>> START RECORD EXCERPTS

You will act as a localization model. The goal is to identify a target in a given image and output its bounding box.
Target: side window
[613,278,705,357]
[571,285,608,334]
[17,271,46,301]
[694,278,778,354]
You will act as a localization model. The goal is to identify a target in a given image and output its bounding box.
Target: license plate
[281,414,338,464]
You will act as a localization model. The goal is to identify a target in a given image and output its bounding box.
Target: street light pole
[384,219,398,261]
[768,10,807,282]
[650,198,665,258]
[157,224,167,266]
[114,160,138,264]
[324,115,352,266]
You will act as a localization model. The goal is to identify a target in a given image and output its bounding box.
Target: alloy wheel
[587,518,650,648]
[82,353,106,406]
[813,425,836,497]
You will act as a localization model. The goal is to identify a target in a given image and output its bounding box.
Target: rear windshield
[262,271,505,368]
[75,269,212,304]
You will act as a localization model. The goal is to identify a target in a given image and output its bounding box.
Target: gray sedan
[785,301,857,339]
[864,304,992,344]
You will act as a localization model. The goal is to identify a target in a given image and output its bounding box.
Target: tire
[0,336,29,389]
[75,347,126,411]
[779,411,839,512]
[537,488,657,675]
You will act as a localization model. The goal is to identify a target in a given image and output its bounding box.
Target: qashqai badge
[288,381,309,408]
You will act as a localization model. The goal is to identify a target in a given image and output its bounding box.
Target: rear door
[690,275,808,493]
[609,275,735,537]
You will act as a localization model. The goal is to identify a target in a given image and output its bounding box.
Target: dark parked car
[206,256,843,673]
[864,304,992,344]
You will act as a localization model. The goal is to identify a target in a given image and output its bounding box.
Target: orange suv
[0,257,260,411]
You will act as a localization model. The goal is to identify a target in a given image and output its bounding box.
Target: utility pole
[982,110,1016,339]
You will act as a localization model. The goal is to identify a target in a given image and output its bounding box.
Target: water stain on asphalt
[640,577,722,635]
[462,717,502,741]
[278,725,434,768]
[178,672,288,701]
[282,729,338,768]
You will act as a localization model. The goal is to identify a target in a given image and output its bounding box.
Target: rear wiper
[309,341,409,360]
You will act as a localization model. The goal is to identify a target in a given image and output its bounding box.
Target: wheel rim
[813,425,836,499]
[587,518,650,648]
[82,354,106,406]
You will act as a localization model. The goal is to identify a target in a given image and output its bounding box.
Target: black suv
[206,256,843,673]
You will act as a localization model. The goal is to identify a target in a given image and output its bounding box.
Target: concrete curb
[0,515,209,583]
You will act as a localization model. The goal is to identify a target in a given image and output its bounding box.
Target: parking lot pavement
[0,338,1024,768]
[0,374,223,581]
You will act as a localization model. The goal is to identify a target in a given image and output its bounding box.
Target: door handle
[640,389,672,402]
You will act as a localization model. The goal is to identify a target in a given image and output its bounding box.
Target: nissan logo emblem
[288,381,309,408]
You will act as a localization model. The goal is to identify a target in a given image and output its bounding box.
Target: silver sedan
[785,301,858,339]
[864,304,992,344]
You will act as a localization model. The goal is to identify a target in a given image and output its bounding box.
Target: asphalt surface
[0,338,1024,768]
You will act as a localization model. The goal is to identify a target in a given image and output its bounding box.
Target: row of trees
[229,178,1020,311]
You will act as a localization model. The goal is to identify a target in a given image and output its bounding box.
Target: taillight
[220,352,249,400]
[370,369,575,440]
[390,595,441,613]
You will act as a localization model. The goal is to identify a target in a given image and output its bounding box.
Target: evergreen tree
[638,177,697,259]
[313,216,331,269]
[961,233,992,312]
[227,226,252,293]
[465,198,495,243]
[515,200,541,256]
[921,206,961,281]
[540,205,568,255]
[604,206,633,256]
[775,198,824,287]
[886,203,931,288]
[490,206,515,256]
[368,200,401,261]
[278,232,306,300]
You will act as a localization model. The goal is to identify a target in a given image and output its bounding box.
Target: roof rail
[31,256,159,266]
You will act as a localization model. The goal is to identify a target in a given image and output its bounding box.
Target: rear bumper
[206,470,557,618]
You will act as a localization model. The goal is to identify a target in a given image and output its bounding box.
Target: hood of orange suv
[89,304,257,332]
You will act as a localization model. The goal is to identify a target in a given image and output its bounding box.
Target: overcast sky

>> END RECORD EXCERPTS

GOAL:
Show every line in the entries above that contains the word "orange", copied in full and in its original order.

EXERCISE RESULT:
Target: orange suv
Target: hood of orange suv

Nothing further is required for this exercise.